* Things to do
1) In the text on the Prodigy coverage ruling, how long after the lawsuit was filed was notice given?
2) Write a continuation of the text on the Prodigy coverage ruling, picking up after its final sentence.

The trial court ruled that Prodigy had failed to comply with the condition precedent to coverage and that this failure "avoids coverage, with or without prejudice to [the insurer]." The court of appeals affirmed, holding among other things that notice given almost one year after the lawsuit was filed was not "as soon as practicable," and that the insurer was not required to proved that it was prejudiced.

 

The Majority’s Opinion

Chief Justice Wallace B. Jefferson’s opinion for the majority framed the question before the court as "whether, under a claims made policy, an insurer can deny coverage based on its insured’s alleged failure to comply with a policy provision requiring that notice of claim be given ‘as soon as practicable’ when (1) notice of claim was provided before the reporting deadline specified in the policy; and (2) the insurer was not prejudiced by the delay."

 

The majority did not consider it determinative that notice as "as soon as practicable" was identified in the policy as a "condition precedent" to coverage. Rather, the Chief Justice wrote, in order to determine whether or not a showing of prejudice is or is not also required in order for the insurer to assert late notice as a defense to coverage, the question is whether the "notice as soon as practicable" language was "an essential part of the bargained-for exchange in the claims made policy at issue."

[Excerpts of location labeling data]
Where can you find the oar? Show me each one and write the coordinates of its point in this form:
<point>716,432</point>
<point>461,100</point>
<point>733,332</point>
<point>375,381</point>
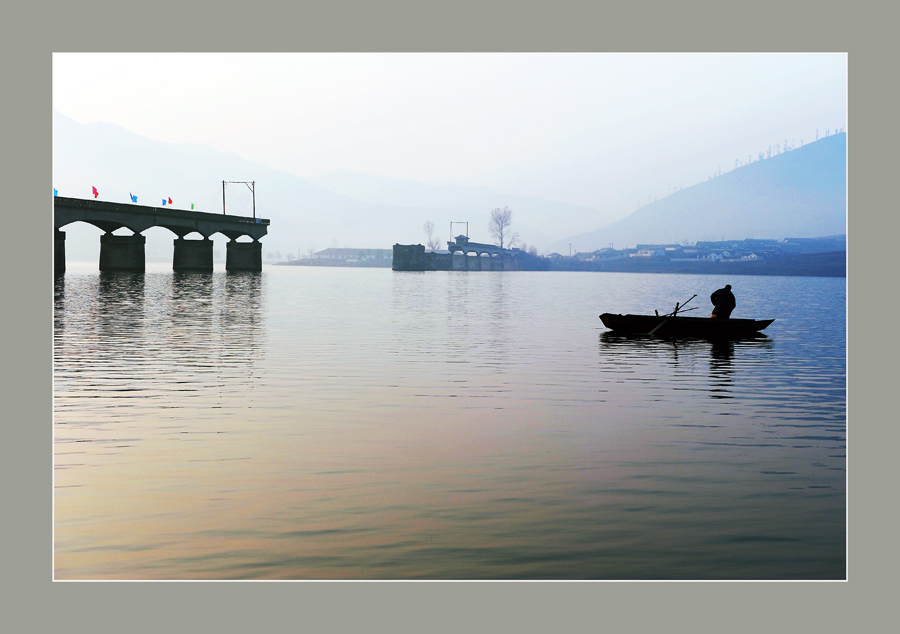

* Answers given
1) Almost one year after the lawsuit was filed.

2)
 

After reviewing the role of the notice provisions within claims made policies generally, the Chief Justice concluded that the insured’s obligation to provide notice "as soon as practicable" was "not a material part of the bargained-for exchange," and further concluded that "in a claims-made policy, when an insured gives notice of a claim within the policy period or other specified reporting period, the insurer must show that the insured’s noncompliance with the policy’s ‘as soon as practicable’ notice provision prejudiced the insurer before it may deny coverage."

 

Therefore, because the insurer had admitted that it was not prejudiced by the delay in receiving notice, the majority held that the insurer could not deny coverage based on Prodigy’s failure to provide notice as soon as practicable.

 

The Dissenting Opinion

The dissenting opinion, written by Justice Phil Johnson and joined in by two other justices, asserted that "today the Court rewrites an unambiguous insurance contract and changes the agreement of the parties." Justice Johnson wrote that "the record does not show as a matter of law that the notice language was not essential to the parties’ agreement," adding that "the Court’s conclusion otherwise is in derogation of the parties’ intent as expressed by the policy language."

 

Justice Johnson added that "there is no basis in the record for concluding that Prodigy’s one-year delay in reporting the claim was any more or less important to [the insurer’s] insurance business than if Prodigy had delayed for a year reporting a claim made on the last day of the Discovery Period."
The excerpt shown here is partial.